Отрывок -
Но возвратимся к маю 1990-го, к выборам председателя Верховного Совета РСФСР. Кажется, в чем дело, – не допустить Ельцина на этот пост коммунистическому руководству вроде бы не так уж и трудно: как уже сказано, у него нет большинства среди депутатов. Но у горбачевцев в этот момент возникла еще одна проблема. Опять-таки на заседании Политбюро Горбачев сокрушается по поводу того, что многие люди поддерживают недавно сформировавшуюся внутри КПСС оголтело-консервативную группировку, руководимую демагогами типа Полозкова (вскоре она превратится в Компартию РСФСР). А эта неожиданно проклюнувшаяся группировка, как и Ельцин, выступает за самостоятельность России. То есть, с одной стороны, наступают «правые», фактически отколовшиеся от КПСС демагоги, с другой – «левые» оппозиционеры, возглавляемые Ельциным. Сейчас «мы» «много проигрываем демагогам», сокрушается Горбачев. «Если и дальше будем это делать, – потом будет поздно: люди поддержат Ельцина».

Ельцин для Горбачева, конечно, страшнее, чем Полозков, какие тут могут быть сомнения. Тот все-таки, как-никак, «свой», товарищ по партии, хоть и заблудший. А Ельцин все больше отдаляется от коммунистов и их «единственно верного» учения, хотя еще и носит партбилет в кармане.

Именно поэтому Горбачев и его коллеги на выборах председателя российского парламента, которые вскоре состоятся, склоняются к тому, чтобы поддержать именно Полозкова в надежде, что он не пропустит на этот пост Ельцина.

Фрагменты записей -
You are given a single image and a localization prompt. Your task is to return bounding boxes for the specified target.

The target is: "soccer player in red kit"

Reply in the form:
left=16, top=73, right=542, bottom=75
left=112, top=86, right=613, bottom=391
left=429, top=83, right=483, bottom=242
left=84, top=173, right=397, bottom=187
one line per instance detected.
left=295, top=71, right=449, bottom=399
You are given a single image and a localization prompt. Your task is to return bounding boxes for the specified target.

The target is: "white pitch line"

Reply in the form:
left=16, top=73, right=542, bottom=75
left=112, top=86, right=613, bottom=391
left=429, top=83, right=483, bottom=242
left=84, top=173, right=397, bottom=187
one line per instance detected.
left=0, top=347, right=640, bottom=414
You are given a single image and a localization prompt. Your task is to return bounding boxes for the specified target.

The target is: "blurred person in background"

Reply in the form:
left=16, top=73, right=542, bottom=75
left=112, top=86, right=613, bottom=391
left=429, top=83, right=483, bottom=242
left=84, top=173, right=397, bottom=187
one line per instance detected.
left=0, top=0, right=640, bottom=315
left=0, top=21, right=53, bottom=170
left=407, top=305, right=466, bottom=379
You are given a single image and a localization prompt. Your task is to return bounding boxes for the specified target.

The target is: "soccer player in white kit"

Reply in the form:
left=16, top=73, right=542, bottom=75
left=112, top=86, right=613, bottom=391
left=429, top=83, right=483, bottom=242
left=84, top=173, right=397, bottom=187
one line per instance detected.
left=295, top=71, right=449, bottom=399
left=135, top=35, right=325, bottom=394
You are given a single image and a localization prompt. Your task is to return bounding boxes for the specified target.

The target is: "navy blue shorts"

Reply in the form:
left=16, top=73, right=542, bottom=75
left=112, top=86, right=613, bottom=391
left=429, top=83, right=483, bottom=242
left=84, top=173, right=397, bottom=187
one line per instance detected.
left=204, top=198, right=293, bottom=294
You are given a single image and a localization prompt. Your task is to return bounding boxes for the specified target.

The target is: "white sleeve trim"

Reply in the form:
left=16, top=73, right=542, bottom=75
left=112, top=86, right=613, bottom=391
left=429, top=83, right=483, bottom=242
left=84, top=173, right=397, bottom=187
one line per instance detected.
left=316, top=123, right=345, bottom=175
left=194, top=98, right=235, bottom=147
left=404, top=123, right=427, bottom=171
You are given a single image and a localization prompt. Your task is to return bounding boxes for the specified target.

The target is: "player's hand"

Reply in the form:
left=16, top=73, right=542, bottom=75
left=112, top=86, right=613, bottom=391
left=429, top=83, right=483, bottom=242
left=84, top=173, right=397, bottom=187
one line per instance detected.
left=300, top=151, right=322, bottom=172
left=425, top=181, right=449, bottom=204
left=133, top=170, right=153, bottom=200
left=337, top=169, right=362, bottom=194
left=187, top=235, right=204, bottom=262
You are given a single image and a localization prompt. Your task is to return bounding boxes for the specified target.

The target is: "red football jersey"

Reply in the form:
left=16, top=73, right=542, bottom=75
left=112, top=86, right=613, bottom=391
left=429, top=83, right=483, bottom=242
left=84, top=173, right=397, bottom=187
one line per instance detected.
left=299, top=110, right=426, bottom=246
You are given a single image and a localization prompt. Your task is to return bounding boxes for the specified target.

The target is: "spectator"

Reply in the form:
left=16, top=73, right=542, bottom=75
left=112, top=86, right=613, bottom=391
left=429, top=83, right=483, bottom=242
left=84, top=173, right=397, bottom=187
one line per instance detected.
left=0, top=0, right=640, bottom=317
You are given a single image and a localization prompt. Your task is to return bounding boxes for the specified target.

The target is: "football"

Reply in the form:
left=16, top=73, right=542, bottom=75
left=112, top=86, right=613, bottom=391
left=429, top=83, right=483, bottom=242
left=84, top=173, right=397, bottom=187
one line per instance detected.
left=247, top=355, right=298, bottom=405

Задание A -
Кого, согласно отрывку о выборах председателя Верховного Совета РСФСР, Горбачев и его коллеги склонялись поддержать на этих выборах?
Задание B -
Перепечатайте из отрывка о выборах председателя Верховного Совета РСФСР всё, начиная со слов «Ельцин для Горбачева, конечно, страшнее, чем» и вплоть до слов «этот пост Ельцина.».

Письменное решение A -
Полозкова.

Письменное решение B -
Ельцин для Горбачева, конечно, страшнее, чем Полозков, какие тут могут быть сомнения. Тот все-таки, как-никак, «свой», товарищ по партии, хоть и заблудший. А Ельцин все больше отдаляется от коммунистов и их «единственно верного» учения, хотя еще и носит партбилет в кармане.

Именно поэтому Горбачев и его коллеги на выборах председателя российского парламента, которые вскоре состоятся, склоняются к тому, чтобы поддержать именно Полозкова в надежде, что он не пропустит на этот пост Ельцина.